Turn the records into a JSON list of strings, one string per line and blank lines left out, starting at the first line and ending after the line that contains "[[[116,58],[140,67],[181,48],[161,0],[109,1],[104,35]]]".
::: Provided records :::
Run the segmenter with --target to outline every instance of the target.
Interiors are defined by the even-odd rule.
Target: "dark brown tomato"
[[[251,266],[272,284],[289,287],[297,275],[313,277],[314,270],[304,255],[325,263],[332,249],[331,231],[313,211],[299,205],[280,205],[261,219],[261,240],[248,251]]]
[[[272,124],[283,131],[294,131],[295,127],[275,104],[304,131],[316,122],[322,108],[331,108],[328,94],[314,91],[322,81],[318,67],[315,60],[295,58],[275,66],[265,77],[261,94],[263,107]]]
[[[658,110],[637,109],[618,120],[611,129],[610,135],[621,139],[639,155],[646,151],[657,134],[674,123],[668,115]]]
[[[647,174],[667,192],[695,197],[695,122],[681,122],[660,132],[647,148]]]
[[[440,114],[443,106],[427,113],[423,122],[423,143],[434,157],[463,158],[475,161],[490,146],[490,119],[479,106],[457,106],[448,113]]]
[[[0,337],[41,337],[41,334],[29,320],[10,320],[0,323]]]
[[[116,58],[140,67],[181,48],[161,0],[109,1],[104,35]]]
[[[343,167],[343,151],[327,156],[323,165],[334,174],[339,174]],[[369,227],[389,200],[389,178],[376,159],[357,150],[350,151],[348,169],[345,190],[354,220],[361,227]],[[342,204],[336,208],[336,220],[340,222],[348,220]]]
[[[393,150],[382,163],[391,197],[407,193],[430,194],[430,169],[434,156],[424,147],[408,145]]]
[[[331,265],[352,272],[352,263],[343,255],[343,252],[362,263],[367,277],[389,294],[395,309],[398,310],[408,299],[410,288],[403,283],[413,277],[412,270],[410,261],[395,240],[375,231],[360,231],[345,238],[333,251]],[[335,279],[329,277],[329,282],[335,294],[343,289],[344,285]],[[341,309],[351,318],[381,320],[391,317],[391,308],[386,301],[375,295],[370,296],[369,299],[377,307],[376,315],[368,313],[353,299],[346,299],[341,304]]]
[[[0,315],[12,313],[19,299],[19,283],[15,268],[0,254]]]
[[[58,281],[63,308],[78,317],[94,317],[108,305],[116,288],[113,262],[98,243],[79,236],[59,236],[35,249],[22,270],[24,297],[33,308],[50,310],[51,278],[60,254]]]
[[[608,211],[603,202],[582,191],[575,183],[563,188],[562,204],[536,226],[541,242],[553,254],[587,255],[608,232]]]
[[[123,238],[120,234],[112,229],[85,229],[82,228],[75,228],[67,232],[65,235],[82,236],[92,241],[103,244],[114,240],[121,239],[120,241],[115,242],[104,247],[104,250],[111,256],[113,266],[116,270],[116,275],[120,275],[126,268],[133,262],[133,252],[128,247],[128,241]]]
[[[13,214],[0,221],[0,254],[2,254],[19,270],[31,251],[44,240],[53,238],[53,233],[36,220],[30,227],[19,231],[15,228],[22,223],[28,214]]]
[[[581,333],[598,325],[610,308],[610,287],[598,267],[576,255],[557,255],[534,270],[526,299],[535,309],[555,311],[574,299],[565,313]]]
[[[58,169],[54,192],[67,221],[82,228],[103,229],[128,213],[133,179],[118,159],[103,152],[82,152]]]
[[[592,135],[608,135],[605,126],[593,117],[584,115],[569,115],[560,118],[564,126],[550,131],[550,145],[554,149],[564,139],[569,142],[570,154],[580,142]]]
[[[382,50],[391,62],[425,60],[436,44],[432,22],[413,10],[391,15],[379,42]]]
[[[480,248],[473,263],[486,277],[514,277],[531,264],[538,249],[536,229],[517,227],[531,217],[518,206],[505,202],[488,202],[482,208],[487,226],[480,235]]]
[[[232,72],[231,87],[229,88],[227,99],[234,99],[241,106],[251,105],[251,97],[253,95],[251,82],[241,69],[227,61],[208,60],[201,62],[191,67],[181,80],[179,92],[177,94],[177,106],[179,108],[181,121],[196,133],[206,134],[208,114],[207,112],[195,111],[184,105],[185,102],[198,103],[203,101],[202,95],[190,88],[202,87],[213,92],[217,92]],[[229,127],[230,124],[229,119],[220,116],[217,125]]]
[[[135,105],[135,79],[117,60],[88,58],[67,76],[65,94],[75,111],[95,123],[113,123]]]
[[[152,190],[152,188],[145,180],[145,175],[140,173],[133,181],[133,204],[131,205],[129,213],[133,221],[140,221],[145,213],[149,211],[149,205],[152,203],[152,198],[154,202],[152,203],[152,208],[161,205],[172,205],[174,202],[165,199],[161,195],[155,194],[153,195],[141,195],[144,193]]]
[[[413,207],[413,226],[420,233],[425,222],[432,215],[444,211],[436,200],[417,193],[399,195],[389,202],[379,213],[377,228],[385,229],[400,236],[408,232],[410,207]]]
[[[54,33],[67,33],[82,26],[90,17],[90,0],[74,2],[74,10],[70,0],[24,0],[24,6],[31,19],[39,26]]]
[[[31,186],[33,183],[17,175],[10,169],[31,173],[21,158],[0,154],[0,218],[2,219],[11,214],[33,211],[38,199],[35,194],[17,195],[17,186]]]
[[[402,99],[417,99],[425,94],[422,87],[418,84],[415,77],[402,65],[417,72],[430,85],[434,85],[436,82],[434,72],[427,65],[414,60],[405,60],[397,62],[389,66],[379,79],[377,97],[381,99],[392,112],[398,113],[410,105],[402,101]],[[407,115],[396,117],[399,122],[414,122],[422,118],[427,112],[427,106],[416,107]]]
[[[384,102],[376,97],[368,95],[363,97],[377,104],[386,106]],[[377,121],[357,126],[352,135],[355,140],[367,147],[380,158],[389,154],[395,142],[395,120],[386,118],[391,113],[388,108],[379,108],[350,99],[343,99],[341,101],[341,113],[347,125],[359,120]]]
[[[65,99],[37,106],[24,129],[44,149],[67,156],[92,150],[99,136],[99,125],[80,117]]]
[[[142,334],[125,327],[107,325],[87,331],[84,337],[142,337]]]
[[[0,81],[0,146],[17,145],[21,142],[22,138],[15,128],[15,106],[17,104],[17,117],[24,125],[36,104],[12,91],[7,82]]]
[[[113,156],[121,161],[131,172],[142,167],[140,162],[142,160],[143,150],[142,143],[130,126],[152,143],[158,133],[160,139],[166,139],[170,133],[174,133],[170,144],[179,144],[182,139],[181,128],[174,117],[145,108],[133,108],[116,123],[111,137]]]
:::
--- Solution for this exercise ---
[
  "Run the segmenter with --target to outline every instance of the target.",
  "Interiors are defined by the even-odd rule.",
  "Target: \"dark brown tomato\"",
  "[[[251,266],[272,284],[289,287],[297,275],[313,277],[314,270],[304,255],[325,263],[332,249],[331,231],[313,211],[299,205],[280,205],[261,219],[261,240],[248,251]]]",
  "[[[272,124],[283,131],[294,131],[295,127],[275,104],[304,131],[316,122],[322,108],[331,108],[328,94],[314,91],[322,81],[318,67],[315,60],[295,58],[275,66],[265,77],[261,94],[263,107]]]",
  "[[[658,110],[637,109],[618,120],[611,129],[610,135],[621,139],[639,155],[646,151],[657,134],[674,123],[668,115]]]",
  "[[[647,174],[667,192],[695,197],[695,122],[681,122],[660,132],[647,148]]]",
  "[[[440,114],[443,106],[427,113],[423,122],[423,143],[434,157],[463,158],[475,161],[490,146],[490,119],[479,106],[457,106],[448,113]]]",
  "[[[0,337],[41,337],[41,334],[29,320],[10,320],[0,323]]]",
  "[[[116,58],[140,67],[181,48],[161,0],[109,1],[104,35]]]"
]